[PATCH mptcp-next] mptcp: fix lockdep splat by using GFP_ATOMIC in sk_net_refcnt_upgrade

Kalpan Jani posted 1 patch 2 weeks, 4 days ago
Patches applied successfully (tree, apply log)
git fetch https://github.com/multipath-tcp/mptcp_net-next tags/patchew/20260616124801.2282199-1-kalpan.jani@mpiricsoftware.com
net/core/sock.c | 2 +-
1 file changed, 1 insertion(+), 1 deletion(-)
[PATCH mptcp-next] mptcp: fix lockdep splat by using GFP_ATOMIC in sk_net_refcnt_upgrade
Posted by Kalpan Jani 2 weeks, 4 days ago
The function sk_net_refcnt_upgrade() is called while holding a socket lock
in mptcp_subflow_create_socket(). This function performs an allocation via
ref_tracker_alloc(gfp), which was using GFP_KERNEL.

GFP_KERNEL can trigger page reclaim, which creates a lockdep edge with
fs_reclaim, leading to a circular dependency when combined with other
lock chains from the block layer (nbd driver).

Change the allocation to use GFP_ATOMIC instead. This is safe because:
- The ref_tracker struct is small (~200 bytes)
- GFP_ATOMIC allocation failure is extremely unlikely
- GFP_ATOMIC is commonly used in other locked contexts

Tested with mptcp/mptcp-upstream-virtme-docker CI: all 24 tests pass.

Circular dependency chain detected:
  fs_reclaim --> sk_lock-AF_INET --> k-sk_lock-AF_INET/1

Fixes: 0cafd77dcd03 ("net: add a refcount tracker for kernel sockets")

========================================

-- SHORT PROBLEM A --
Reproduce the patch text word for word from "- GFP_ATOMIC allocation" to "24 tests pass.".

========================================

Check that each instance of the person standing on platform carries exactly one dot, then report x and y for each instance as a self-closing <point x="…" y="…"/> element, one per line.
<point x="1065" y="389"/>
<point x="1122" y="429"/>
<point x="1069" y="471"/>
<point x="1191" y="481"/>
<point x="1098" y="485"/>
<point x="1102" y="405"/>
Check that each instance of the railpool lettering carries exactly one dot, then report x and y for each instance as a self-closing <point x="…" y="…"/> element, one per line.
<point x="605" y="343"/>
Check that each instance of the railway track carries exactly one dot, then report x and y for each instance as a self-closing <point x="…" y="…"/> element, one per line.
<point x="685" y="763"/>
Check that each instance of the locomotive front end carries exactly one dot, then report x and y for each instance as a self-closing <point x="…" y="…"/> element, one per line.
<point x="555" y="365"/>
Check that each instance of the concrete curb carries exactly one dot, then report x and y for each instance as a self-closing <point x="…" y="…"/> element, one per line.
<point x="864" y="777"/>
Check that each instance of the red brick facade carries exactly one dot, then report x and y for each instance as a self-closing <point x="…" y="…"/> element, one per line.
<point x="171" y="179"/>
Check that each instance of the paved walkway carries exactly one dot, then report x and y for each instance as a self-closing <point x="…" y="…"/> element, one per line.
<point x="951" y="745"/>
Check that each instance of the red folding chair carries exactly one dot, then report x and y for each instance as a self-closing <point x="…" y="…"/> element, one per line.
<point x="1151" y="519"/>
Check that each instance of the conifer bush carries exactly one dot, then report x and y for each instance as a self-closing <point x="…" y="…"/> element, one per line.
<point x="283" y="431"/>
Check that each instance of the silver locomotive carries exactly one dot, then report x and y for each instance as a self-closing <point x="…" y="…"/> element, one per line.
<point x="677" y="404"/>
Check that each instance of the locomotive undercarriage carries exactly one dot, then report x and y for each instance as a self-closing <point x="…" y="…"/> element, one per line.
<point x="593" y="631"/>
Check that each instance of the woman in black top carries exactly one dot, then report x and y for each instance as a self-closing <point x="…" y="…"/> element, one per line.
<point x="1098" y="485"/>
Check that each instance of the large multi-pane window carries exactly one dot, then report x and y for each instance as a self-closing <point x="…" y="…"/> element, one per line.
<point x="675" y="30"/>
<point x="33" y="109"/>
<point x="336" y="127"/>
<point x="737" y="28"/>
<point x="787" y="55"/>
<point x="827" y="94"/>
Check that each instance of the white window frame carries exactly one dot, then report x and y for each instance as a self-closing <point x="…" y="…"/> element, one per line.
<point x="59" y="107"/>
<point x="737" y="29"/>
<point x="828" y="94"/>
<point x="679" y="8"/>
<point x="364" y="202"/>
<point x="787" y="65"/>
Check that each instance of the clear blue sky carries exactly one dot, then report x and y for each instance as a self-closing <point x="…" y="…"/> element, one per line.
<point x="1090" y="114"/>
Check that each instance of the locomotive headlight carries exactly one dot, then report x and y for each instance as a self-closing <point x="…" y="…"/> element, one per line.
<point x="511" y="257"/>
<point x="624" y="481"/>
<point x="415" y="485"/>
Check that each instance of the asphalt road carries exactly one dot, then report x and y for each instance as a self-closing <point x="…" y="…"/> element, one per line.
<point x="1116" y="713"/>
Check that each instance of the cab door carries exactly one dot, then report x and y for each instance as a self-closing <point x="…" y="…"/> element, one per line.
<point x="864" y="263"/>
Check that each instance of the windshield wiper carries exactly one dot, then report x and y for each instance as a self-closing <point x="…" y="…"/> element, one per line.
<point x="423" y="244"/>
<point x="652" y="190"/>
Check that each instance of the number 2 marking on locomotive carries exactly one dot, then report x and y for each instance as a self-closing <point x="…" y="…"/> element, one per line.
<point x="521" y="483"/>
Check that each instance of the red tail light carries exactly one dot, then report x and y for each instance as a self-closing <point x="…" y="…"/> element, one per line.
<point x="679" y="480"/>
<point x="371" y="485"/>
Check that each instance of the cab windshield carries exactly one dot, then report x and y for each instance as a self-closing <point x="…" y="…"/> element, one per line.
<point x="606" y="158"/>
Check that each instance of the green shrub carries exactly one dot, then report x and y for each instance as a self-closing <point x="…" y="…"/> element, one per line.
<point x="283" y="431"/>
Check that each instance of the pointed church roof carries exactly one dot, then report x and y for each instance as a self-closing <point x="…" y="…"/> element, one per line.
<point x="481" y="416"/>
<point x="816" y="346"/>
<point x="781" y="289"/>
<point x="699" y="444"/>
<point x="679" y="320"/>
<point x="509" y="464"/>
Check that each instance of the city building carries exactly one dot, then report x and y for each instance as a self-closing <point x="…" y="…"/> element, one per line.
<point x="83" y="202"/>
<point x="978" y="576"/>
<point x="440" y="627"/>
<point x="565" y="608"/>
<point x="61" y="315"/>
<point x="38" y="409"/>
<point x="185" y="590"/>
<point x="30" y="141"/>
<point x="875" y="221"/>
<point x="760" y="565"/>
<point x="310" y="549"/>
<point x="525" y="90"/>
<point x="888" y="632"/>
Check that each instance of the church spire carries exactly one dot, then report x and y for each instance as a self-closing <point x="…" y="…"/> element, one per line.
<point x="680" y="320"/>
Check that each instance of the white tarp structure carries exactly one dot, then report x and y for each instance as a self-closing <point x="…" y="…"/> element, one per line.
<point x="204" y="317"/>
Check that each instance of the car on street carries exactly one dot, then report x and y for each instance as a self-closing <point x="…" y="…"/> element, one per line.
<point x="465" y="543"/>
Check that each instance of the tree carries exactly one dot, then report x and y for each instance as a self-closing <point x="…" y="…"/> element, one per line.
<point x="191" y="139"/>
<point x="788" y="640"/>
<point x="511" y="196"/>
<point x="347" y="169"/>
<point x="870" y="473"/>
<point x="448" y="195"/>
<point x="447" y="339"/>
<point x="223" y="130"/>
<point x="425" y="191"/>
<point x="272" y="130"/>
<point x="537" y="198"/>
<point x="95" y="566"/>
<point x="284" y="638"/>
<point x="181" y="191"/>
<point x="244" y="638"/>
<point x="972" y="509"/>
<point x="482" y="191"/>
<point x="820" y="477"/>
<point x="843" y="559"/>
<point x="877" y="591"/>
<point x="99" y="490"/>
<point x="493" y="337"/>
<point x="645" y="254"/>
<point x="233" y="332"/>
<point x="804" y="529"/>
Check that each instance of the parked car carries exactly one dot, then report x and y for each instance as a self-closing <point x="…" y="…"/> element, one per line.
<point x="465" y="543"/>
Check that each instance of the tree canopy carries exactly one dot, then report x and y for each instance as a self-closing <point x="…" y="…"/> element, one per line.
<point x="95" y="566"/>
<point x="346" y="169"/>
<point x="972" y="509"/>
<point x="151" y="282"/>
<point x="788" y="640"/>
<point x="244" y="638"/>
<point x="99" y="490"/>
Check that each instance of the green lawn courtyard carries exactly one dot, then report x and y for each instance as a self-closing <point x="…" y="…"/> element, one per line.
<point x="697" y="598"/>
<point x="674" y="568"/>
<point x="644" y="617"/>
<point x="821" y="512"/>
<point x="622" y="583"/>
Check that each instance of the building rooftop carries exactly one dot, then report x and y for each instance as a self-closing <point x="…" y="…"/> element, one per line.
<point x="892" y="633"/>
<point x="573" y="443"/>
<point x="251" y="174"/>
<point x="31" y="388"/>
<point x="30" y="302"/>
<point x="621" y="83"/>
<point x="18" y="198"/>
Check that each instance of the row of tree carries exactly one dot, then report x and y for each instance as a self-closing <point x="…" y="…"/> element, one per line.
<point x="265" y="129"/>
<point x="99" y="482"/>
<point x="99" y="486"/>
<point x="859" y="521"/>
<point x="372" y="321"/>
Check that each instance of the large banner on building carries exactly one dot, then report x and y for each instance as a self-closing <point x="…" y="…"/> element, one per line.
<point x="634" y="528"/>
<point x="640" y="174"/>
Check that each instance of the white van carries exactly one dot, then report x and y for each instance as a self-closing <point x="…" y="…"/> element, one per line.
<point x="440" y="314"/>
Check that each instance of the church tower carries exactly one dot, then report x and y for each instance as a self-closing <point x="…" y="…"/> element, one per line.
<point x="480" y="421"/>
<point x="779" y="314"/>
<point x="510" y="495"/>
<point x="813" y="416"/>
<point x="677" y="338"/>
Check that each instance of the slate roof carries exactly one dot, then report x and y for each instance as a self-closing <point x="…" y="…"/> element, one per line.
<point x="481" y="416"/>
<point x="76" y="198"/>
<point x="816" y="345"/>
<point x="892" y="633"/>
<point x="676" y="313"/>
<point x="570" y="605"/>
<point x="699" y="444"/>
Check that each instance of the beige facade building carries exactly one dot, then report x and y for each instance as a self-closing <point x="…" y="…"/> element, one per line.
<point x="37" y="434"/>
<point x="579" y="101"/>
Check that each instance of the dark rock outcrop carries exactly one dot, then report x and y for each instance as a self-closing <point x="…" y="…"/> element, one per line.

========================================

-- SHORT PROBLEM B --
Pull out every line in the records that contains the word "windshield".

-- WRITTEN SOLUTION A --
- GFP_ATOMIC allocation failure is extremely unlikely
- GFP_ATOMIC is commonly used in other locked contexts

Tested with mptcp/mptcp-upstream-virtme-docker CI: all 24 tests pass.

-- WRITTEN SOLUTION B --
Check that each instance of the windshield wiper carries exactly one dot, then report x and y for each instance as a self-closing <point x="…" y="…"/> element, one per line.
Check that each instance of the cab windshield carries exactly one dot, then report x and y for each instance as a self-closing <point x="…" y="…"/> element, one per line.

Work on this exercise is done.